* _TASK 1_: In the worked solution, which transform is applied in step 1, and why?
* _TASK 2_: Reproduce the worked solution verbatim from "His solution looks" to "it is even)".

>> BEGIN SOURCE

His solution looks like this:
$(\mathbf{step 1})$
$\mathfrak{F}[e^{-a^{2}x^{2}}cos{(bx)}]=\sqrt{\frac{2}{\pi}}\int_{0}^{\infty}e^{-a^{2}x^{2}}cos(bx)cos(\xi x)dx$
(meaning he is using the cosine transform because it is an even function The hint is the $x^{2}$ to see it is even)

$(\mathbf{step 2})$
$\mathfrak{F}[e^{-a^{2}x^{2}}cos{(bx)}]=\sqrt{\frac{2}{\pi}}\int_{0}^{\infty}e^{-a^{2}x^{2}}\frac{1}{2}[cos((\xi+b)x)+cos((\xi-b) x)]dx$
(he used the identity: $cos(u)cos(v) = \frac{1}{2}[cos(u-v)+cos(u+v)$)

>> END SOURCE
>> BEGIN DATASET ENTRIES

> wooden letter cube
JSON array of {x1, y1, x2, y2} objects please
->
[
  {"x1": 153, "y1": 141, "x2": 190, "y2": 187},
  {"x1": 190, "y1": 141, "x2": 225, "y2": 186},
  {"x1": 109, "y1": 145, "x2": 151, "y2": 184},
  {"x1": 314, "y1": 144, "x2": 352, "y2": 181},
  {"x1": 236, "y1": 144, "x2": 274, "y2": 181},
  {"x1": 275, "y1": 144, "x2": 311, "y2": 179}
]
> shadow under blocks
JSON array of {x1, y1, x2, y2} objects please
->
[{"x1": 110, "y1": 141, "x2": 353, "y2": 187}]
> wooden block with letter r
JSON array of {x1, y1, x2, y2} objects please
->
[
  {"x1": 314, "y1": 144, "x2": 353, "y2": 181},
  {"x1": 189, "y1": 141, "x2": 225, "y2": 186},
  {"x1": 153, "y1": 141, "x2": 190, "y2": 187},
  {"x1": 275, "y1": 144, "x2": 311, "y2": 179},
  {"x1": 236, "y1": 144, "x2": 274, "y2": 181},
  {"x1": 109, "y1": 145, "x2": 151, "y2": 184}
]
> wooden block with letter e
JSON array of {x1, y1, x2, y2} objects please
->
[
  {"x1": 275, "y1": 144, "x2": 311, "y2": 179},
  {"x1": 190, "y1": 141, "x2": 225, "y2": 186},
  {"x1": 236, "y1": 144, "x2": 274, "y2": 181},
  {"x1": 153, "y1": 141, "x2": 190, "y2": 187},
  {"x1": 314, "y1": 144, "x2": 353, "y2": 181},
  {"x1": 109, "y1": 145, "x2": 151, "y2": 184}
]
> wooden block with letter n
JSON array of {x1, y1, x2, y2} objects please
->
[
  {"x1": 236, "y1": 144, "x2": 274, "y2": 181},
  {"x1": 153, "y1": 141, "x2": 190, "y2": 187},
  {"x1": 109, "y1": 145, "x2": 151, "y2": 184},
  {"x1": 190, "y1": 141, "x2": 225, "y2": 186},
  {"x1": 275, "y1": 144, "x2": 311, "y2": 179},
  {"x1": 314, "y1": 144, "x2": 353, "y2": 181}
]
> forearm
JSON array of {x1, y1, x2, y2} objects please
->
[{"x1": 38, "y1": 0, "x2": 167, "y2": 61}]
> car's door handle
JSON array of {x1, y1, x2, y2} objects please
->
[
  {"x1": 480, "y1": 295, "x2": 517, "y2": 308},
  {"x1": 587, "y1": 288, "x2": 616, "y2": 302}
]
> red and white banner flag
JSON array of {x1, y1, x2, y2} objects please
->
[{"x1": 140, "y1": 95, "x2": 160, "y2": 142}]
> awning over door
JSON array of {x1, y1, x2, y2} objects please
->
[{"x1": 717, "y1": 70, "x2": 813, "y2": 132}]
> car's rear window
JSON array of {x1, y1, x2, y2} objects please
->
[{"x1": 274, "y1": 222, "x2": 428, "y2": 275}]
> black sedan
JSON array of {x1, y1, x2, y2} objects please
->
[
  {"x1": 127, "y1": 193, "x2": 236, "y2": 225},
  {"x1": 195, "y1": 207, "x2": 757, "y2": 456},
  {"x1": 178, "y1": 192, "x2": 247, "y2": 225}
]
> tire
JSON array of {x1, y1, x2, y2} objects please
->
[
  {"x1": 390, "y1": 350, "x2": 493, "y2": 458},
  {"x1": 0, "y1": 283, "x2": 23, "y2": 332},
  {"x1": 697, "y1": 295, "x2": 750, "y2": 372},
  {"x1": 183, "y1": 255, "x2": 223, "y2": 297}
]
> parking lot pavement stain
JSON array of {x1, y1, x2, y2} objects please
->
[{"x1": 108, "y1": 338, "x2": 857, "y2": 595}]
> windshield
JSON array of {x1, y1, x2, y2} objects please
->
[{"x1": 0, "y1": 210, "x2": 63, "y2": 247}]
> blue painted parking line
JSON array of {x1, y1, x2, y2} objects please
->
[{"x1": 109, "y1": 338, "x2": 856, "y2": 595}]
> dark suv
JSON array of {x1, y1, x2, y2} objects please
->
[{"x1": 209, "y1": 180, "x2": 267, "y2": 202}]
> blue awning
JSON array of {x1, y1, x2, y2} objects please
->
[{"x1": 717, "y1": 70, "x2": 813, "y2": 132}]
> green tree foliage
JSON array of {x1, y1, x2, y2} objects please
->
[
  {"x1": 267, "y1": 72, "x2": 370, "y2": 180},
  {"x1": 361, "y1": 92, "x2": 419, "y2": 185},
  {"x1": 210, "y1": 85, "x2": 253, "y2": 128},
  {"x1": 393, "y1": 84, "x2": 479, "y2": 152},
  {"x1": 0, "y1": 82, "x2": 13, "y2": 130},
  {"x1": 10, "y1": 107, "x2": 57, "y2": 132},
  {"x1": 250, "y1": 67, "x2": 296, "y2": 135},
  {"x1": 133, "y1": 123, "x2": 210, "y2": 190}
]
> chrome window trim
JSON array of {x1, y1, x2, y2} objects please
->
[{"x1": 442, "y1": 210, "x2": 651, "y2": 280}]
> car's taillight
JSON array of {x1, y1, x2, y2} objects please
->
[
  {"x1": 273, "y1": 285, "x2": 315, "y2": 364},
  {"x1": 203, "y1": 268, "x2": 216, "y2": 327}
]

>> END DATASET ENTRIES

* _TASK OUTPUT 1_: The cosine transform, because the function is even.

* _TASK OUTPUT 2_:
His solution looks like this:
$(\mathbf{step 1})$
$\mathfrak{F}[e^{-a^{2}x^{2}}cos{(bx)}]=\sqrt{\frac{2}{\pi}}\int_{0}^{\infty}e^{-a^{2}x^{2}}cos(bx)cos(\xi x)dx$
(meaning he is using the cosine transform because it is an even function The hint is the $x^{2}$ to see it is even)